#### Your task:
Among the entries below, copy every line that carries the word "slope".

(Image-backed grounding data)

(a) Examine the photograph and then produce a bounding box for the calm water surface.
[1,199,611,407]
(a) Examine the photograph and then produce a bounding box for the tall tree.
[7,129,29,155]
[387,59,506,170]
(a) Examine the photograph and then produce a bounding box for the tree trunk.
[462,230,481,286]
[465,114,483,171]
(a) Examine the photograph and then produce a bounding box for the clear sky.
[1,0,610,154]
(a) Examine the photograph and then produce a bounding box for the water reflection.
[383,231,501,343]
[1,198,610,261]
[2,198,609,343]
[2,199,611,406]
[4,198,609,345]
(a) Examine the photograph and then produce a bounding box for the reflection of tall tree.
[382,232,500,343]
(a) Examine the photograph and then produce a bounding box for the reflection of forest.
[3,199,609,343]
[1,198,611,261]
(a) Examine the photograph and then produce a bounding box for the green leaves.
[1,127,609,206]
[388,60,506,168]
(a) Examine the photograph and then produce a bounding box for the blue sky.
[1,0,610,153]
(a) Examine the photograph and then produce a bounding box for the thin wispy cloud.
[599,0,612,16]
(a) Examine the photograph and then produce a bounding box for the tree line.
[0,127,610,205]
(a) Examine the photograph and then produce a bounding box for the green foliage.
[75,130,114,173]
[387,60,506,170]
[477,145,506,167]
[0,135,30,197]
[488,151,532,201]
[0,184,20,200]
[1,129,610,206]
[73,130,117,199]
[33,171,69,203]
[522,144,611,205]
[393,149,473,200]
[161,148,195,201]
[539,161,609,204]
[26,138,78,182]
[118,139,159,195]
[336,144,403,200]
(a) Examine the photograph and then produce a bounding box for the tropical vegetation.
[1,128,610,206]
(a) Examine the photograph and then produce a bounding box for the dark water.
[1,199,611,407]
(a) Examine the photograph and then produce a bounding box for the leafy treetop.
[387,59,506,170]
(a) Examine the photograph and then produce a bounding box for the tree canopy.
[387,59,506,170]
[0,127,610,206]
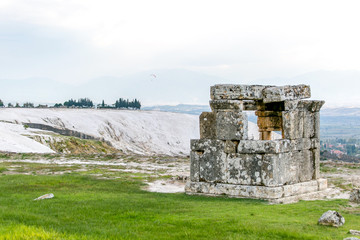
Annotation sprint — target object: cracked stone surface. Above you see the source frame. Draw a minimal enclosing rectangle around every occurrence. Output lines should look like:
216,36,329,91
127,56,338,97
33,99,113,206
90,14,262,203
186,84,326,203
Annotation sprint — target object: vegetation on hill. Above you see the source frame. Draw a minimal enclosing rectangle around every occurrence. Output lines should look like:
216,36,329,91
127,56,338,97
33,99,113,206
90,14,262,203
0,97,141,110
0,163,358,239
97,98,141,109
63,98,94,108
30,135,118,154
22,102,34,108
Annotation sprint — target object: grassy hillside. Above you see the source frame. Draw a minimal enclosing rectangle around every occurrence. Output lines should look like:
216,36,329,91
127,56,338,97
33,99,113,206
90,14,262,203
0,162,358,239
30,135,118,154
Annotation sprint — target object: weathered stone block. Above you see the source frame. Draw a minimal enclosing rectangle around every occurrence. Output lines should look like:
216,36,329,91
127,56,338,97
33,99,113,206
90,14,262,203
285,151,300,184
227,153,263,185
224,140,239,154
190,139,224,182
317,178,327,190
303,111,315,138
199,112,216,139
298,100,325,112
284,100,300,111
191,139,227,183
262,84,311,103
190,139,224,151
311,148,321,179
187,84,325,202
256,111,283,131
262,152,291,186
282,110,304,139
185,181,285,199
313,112,320,139
283,180,318,197
243,100,258,110
215,111,248,140
311,138,320,150
190,150,200,181
285,100,324,112
209,100,243,111
185,180,327,201
210,84,267,100
261,154,276,186
290,138,311,151
199,152,227,183
297,150,313,182
237,140,291,154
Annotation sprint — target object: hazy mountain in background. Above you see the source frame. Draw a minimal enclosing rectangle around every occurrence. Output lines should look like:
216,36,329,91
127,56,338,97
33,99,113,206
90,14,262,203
1,69,360,107
251,70,360,107
142,104,211,115
0,78,70,104
321,108,360,116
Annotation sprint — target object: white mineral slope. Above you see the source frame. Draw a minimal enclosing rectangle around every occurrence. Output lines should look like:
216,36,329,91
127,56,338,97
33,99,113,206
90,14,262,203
0,109,199,155
0,109,279,155
0,122,55,153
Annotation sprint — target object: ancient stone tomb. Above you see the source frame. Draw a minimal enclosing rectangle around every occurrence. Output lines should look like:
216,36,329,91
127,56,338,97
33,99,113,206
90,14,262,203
185,84,327,203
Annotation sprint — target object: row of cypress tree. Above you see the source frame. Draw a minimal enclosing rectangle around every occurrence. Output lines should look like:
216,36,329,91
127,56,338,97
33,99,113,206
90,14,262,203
0,98,141,109
99,98,141,109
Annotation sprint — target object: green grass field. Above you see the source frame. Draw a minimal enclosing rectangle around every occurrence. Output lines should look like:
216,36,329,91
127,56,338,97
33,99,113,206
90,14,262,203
0,170,359,240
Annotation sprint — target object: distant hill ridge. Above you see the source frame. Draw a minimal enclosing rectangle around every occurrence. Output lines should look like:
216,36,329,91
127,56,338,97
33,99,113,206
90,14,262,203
142,104,210,115
144,104,360,117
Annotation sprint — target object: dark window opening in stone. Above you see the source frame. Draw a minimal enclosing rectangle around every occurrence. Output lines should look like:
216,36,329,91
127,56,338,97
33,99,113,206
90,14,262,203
264,101,285,111
195,150,204,155
231,140,240,147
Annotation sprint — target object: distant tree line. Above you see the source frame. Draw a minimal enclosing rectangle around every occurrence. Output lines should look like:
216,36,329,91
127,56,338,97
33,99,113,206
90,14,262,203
0,97,141,110
62,98,94,108
114,98,141,109
98,98,141,109
0,99,39,108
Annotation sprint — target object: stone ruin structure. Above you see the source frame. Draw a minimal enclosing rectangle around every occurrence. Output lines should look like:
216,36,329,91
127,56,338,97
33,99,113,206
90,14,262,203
185,84,327,203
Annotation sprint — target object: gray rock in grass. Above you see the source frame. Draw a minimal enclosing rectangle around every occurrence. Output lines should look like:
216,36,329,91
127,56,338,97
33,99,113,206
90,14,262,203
350,230,360,236
318,210,345,227
350,189,360,203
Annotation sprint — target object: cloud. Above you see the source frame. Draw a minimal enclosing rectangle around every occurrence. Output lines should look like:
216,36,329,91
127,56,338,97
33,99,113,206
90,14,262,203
1,0,360,105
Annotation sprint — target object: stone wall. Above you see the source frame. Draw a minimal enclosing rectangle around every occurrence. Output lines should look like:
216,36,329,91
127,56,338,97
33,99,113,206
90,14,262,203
185,84,327,203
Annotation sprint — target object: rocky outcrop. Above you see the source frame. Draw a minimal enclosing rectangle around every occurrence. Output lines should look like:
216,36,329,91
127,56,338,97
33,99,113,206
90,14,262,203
318,210,345,227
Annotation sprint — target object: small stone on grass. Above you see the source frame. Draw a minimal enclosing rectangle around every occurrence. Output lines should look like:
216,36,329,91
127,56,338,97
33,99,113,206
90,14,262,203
34,193,54,201
318,210,345,227
350,230,360,236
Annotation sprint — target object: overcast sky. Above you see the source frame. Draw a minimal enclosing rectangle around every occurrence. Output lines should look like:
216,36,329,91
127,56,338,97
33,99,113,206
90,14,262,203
1,0,360,106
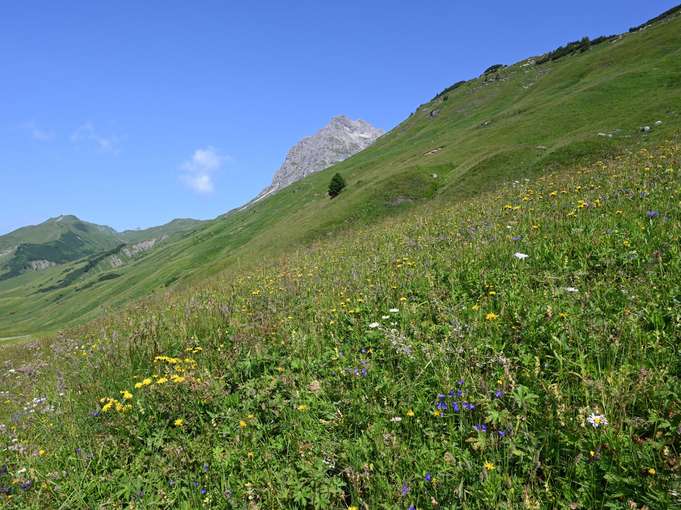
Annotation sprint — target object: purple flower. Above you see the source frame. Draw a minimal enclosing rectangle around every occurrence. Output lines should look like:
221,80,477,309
0,487,12,495
647,210,659,219
193,481,199,488
498,430,506,438
203,464,209,472
408,506,416,510
451,402,460,413
425,472,432,482
512,235,523,241
462,401,475,411
200,487,207,495
457,379,464,386
473,423,488,433
361,368,368,377
20,480,32,491
401,482,409,497
495,389,504,398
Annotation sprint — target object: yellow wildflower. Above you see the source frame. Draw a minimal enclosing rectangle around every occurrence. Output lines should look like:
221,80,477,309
297,404,308,412
120,390,133,400
406,409,415,417
239,420,248,428
174,418,184,427
485,312,498,321
484,462,495,471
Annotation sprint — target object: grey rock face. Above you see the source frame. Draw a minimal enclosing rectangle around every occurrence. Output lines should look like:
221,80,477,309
256,115,383,200
29,260,56,271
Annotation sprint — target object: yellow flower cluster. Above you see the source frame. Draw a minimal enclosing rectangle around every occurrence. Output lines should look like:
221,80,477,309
99,396,132,413
134,374,186,388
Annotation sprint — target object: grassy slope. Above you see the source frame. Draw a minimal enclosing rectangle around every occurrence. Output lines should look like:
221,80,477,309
119,218,206,244
1,15,680,336
4,15,681,337
1,140,679,508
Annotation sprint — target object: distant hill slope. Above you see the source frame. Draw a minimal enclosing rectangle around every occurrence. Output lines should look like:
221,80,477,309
1,7,680,336
0,216,204,282
0,216,122,281
118,218,205,244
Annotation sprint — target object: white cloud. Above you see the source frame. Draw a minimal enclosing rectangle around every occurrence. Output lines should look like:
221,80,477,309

#### Task result:
Annotation sprint — target object: white mineral slope. Above you see the source frame. Draw a minimal enclosing rectangle around every occurrence. Output lines should look like:
Annotation sprint — target object: grassy slope. Above you see the source frame. Draw a minimal enclosing rectangle around every occurrence. Output lines should look like:
Annotation sprint — target object: distant hill slope. Above you see the source frame. Draw a minimal enclosing rectangle around every occurrence. Output lines should look like:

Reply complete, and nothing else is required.